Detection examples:
>> start

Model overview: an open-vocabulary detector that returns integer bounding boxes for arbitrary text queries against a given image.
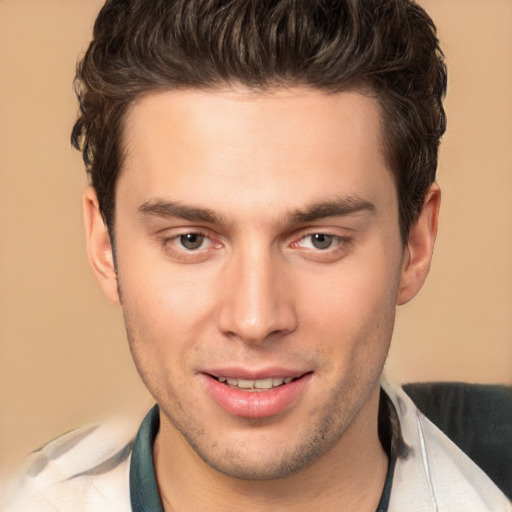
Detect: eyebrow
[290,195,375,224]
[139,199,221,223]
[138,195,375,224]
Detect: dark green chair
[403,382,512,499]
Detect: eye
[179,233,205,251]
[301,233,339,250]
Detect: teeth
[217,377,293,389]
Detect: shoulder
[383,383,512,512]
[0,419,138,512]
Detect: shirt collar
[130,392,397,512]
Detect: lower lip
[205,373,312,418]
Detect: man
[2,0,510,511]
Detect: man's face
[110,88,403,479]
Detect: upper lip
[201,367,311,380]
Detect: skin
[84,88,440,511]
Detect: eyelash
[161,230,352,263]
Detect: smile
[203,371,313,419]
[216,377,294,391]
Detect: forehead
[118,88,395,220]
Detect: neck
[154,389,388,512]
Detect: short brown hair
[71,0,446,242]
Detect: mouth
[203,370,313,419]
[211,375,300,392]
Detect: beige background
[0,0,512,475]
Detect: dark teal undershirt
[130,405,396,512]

>> end

Given request: Convert every line of the listing above into a JSON list of strings, one string per line, omitting blank lines. Leave the pictures out of the answer.

Reply to the exercise:
[
  "Model overview: an open-vocabulary detector that returns integer bounding boxes for arbitrary text queries against a given image.",
  "Detect: eyebrow",
  "[290,195,375,224]",
  "[139,199,221,223]",
  "[138,195,375,224]",
  "Detect: dark green chair",
  "[403,382,512,499]",
  "Detect: eye",
  "[179,233,205,251]",
  "[301,233,339,250]",
  "Detect: teeth",
  "[217,377,293,389]",
  "Detect: shoulder",
  "[383,383,512,512]",
  "[0,419,138,512]",
  "Detect: shirt collar",
  "[130,392,397,512]",
  "Detect: lower lip",
  "[205,373,312,418]",
  "Detect: man",
  "[2,0,510,511]",
  "Detect: man's face",
  "[110,88,403,479]",
  "Detect: upper lip",
  "[201,367,311,380]",
  "Detect: skin",
  "[84,88,440,511]",
  "Detect: eyelash",
  "[161,230,352,263]",
  "Detect: smile",
  "[203,371,313,419]",
  "[216,377,294,391]",
  "Detect: forehead",
  "[118,88,395,220]",
  "Detect: neck",
  "[154,389,388,512]",
  "Detect: short brown hair",
  "[71,0,446,242]",
  "Detect: mouth",
  "[203,370,313,419]",
  "[211,375,300,392]",
  "Detect: beige background",
  "[0,0,512,475]",
  "Detect: dark teal undershirt",
  "[130,405,396,512]"
]